#### WORK ORDER A:
Translate this sentence from the profile of Sunitha Krishnan into Spanish: "Prajwala has never been a generously funded organization, and there have been times when Krishnan had to sell her own belongings to pay staff salaries."
#### WORK ORDER B:
In the profile of Sunitha Krishnan, reproduce everything from "In 1996 Krishnan" down to "state Andhra Pradesh." without any changes.

#### EXTRACT TO READ:
---
In 1996 Krishnan co-founded the non-profit organization Prajwala (eternal flame) to rescue women and children caught in the web of sex trafficking in Hyderabad, the main city of the central Indian state Andhra Pradesh.

Krishnan describes sex trafficking as "the worst form of human rights violation" and as "a modern-day slavery." Besides operating three shelters for abused children and former victims of commercial sexual exploitation, her organization also finances the education of 5,000 children infected with HIV/AIDS in Hyderabad, and it operates 17 centers for the thousands of children of prostitutes to ensure that they will not become second-generation sex victims.

Her radical views estranged Krishnan from her family and her radical work has put her life in danger again and again. She has been beaten more than 40 times-she lost her hearing in one ear as a result-by thugs who would like to see sex trafficking continue unchallenged. "I have saved 3,200 girls," Krishnan said in describing her work. "I have rescued children as young as 3 years, and I have rescued women as old as 40."

Prajwala not only rescues them, it assists them in finding shelter and learning a trade, becoming welders, masons, carpenters, security guards, cab drivers. "You may ask, why not as computer technicians?" Krishnan asked. "We saw that these girls had immense courage, they had no fear left. They could compete in a male-dominated world. That's why each of them is excelling in her chosen field. These girls are gaining confidence, they're restoring their dignity, they're building hope in their own lives."

Prajwala has never been a generously funded organization, and there have been times when Krishnan had to sell her own belongings to pay staff salaries. The organization has bought a 10-acre plot of land on the outskirts of Hyderabad and is fund-raising to build a permanent shelter large enough to accommodate all the survivors Prajwala helps.

The greatest challenge Krishnan faces in this work, she says, is the indifference of individuals who may wish to help social misfits in general terms-but don't want those misfits in their homes or going to school with their own children. "No human being deserves to go through what these children have gone through," she says. "They need our compassion. They need our empathy. They need our acceptance."

And they need Sunitha Krishnan, a champion for their futures.
---
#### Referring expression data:
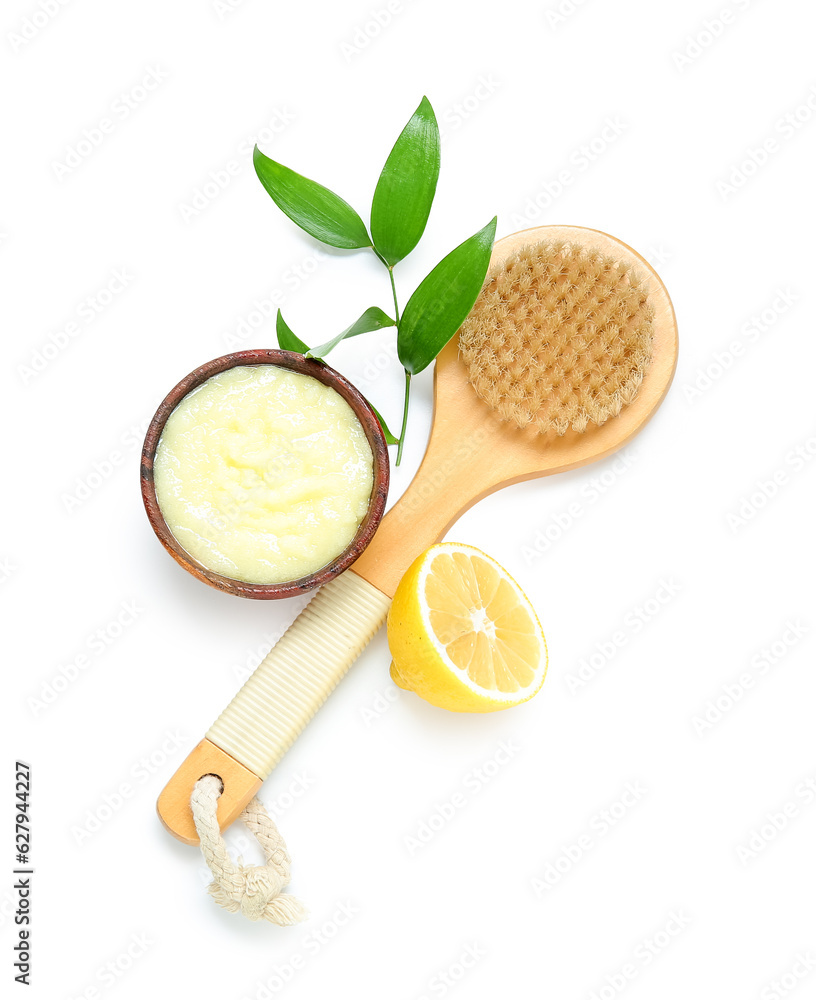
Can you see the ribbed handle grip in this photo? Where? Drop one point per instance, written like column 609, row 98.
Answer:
column 272, row 708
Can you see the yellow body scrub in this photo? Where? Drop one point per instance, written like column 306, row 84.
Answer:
column 263, row 474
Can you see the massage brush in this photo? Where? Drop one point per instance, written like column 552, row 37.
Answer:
column 568, row 351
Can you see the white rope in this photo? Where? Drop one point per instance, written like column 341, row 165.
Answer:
column 255, row 890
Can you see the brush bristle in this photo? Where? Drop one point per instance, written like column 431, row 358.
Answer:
column 560, row 337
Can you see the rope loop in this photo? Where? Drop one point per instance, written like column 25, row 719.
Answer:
column 254, row 890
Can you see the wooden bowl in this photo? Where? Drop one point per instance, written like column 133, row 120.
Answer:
column 373, row 431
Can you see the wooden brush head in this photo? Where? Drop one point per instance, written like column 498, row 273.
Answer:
column 560, row 336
---
#### ANSWER SPACE A:
Prajwala nunca ha sido una organización con abundante financiación, y ha habido ocasiones en que Krishnan tuvo que vender sus propias pertenencias para pagar los salarios del personal.

#### ANSWER SPACE B:
In 1996 Krishnan co-founded the non-profit organization Prajwala (eternal flame) to rescue women and children caught in the web of sex trafficking in Hyderabad, the main city of the central Indian state Andhra Pradesh.